The Superior Court of Pennsylvania reversed a 2015 defense verdict awarded to Janssen Pharmaceuticals by the Philadelphia County Court of Common Pleas on account of insufficient evidence that Risperdal was the cause of the plaintiff's breast growth. However, the jury did find that the drug maker illegally marketed the drug since it was only approved by the FDA for use in adults and the plaintiff was only 6 at the time when he was prescribed this drug. The Court has also ordered a new trial to be limited to the issues of causation and damages.
No class action has been established yet for Risperdal cases. Philadelphia County Court of Common Pleas has more than 5,500 Risperdal cases filed, which have been centralized under Complex Litigation Center (CLC) for management before a single judge, given the common issues of law and fact that apply to all Risperdal cases across Pennsylvania. J&J was expecting this rise when it canceled the tolling agreements for thousands of cases.

(Phrase grounding data)

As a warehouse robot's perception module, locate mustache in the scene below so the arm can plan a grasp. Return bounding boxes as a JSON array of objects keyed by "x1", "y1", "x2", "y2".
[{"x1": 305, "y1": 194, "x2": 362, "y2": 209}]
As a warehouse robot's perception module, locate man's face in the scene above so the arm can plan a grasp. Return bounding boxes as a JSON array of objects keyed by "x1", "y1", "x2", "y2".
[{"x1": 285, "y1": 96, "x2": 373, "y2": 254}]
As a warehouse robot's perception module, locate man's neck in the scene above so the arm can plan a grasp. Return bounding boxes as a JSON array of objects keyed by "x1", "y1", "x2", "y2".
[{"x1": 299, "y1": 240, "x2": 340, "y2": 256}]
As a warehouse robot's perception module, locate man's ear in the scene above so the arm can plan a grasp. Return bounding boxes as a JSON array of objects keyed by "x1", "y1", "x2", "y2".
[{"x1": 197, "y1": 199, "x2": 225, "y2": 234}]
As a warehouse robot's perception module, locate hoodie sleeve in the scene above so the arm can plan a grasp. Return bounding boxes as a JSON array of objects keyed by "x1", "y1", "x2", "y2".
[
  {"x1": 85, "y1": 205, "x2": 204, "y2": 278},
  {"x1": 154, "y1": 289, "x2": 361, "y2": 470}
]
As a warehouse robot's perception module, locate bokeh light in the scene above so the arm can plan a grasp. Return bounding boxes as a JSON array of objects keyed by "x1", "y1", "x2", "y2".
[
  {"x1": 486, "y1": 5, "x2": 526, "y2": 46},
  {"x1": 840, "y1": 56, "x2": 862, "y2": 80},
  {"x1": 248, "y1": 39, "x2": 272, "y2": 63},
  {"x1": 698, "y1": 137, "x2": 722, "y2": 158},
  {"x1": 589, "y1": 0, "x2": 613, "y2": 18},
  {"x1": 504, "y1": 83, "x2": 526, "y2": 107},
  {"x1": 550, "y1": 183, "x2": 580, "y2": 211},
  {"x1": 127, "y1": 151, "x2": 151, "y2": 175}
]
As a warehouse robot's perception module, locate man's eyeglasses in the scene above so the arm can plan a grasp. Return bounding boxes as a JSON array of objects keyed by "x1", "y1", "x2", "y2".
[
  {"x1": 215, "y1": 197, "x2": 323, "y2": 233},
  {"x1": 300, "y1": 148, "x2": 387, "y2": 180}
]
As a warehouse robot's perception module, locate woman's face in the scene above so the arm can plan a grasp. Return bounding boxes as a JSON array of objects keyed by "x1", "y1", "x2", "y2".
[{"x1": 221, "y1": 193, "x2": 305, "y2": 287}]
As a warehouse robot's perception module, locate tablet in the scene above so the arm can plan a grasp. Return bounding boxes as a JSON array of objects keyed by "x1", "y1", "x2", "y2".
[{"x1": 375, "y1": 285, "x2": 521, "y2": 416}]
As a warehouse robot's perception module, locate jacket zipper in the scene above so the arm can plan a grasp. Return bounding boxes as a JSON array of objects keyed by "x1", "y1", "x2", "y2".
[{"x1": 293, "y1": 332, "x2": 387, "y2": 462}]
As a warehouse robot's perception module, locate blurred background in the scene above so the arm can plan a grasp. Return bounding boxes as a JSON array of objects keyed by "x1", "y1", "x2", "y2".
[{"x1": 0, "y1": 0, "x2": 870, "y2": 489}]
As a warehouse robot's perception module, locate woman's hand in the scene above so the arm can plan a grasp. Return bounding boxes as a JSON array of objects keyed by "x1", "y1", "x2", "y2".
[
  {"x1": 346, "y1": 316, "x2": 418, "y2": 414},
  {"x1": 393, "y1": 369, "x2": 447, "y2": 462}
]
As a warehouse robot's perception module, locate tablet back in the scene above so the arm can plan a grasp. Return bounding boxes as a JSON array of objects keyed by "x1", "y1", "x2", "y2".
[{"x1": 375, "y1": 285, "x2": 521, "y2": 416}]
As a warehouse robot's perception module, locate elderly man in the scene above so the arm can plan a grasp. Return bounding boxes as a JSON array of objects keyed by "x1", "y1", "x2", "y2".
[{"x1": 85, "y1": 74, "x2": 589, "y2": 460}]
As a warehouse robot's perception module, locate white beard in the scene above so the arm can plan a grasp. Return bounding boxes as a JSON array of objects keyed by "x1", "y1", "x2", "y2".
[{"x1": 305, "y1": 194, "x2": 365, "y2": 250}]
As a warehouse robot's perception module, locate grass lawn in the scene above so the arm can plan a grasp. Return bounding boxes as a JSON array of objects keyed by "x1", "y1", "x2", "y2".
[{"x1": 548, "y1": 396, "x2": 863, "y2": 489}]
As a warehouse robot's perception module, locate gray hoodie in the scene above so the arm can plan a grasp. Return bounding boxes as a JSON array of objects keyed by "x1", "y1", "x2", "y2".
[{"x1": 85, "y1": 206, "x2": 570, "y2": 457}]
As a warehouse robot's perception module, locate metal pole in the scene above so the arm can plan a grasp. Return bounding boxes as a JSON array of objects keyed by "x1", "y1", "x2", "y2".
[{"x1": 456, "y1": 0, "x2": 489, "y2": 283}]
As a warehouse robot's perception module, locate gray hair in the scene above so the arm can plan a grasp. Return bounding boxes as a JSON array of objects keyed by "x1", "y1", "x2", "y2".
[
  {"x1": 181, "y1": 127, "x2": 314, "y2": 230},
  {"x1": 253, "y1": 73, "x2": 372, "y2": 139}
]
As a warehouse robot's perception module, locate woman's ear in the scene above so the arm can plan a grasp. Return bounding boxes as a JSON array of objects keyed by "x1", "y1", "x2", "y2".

What you should do:
Continue the passage on the Risperdal lawsuits in Pennsylvania, picking up after its final sentence.

Written response:
Formation of a multi-district litigation for federally-filed cases may result if a future need arises. No class action filings have been made so far. Thousands of cases are filed in the state courts of California, Pennsylvania, Missouri, and other courts across the country. Janssen has settled several Risperdal cases in the days leading up to their scheduled jury trials. In 2013, the company agreed to pay more than $1.39 billion as a part of a settlement agreement resolving claims that it illegally marketed Risperdal for use in children, among other allegations. Allegations include unlawful marketing, failing to warn about gynecomastia links and higher risks of gynecomastia as compared to other similar drugs, false promotion, and insufficient warnings.
The Pennsylvania litigation has convened eight Risperdal gynecomastia trials since February 2015. Several Risperdal lawsuits have been settled by the drug maker, both before and during trials for an undisclosed amounts. The defendant settled the cases without admitting any wrongdoing and continues to deny liability for the related injuries.